Exercise aim – Go through the data below and work out how many lines contain "floor"; the answer is the number alone.

::: Dataset excerpts :::

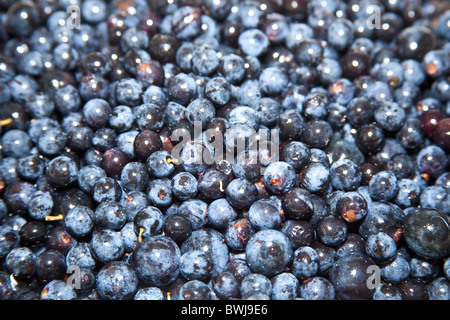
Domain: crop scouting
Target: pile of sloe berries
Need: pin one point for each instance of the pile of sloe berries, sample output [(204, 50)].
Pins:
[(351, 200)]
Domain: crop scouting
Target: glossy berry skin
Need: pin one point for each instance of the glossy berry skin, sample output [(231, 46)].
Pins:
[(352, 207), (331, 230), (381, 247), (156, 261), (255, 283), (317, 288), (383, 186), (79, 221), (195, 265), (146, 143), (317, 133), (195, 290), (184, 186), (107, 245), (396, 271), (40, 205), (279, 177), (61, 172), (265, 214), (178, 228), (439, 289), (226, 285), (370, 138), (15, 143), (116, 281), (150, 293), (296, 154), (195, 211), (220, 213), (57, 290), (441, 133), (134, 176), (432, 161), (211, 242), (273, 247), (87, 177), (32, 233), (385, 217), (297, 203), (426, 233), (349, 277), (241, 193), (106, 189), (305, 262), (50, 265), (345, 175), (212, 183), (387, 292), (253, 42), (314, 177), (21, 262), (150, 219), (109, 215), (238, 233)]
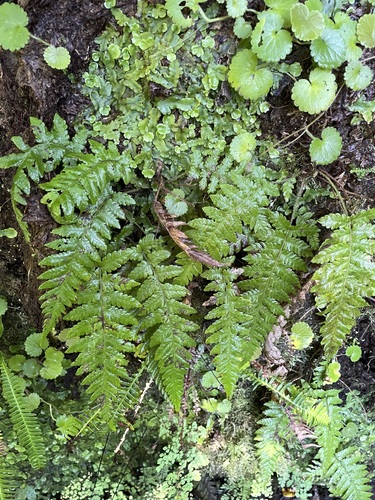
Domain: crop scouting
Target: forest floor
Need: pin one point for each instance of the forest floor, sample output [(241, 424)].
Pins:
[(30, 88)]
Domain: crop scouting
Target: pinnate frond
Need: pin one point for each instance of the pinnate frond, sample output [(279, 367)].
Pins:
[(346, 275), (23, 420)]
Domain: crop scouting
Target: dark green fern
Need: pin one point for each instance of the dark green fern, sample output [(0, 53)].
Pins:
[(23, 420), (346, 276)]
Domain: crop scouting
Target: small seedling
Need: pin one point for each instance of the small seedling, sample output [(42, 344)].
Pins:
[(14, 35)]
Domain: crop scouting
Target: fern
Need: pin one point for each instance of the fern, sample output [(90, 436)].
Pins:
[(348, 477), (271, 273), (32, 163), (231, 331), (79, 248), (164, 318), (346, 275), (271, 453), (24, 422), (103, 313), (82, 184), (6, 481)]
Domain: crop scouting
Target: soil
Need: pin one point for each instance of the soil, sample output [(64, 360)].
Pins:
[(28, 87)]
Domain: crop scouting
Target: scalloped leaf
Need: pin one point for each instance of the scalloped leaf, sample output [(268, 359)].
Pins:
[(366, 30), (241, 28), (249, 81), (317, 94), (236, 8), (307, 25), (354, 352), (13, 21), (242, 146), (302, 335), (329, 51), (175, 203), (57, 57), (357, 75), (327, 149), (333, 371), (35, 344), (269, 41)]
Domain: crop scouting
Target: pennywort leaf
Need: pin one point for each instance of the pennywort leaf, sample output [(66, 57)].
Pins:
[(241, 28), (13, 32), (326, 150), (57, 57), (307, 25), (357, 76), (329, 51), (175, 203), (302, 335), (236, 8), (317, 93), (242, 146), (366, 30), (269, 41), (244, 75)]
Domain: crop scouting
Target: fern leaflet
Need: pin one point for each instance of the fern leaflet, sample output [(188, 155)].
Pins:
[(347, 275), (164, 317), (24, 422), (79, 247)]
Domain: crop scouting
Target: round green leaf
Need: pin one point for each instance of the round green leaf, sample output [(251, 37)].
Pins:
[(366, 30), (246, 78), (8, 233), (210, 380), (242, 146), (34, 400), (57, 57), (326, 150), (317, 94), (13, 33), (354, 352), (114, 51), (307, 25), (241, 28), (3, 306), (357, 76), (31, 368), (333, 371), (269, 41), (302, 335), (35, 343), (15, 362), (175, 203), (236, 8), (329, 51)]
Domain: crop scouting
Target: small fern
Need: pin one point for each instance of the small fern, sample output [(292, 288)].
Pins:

:::

Task answer – 2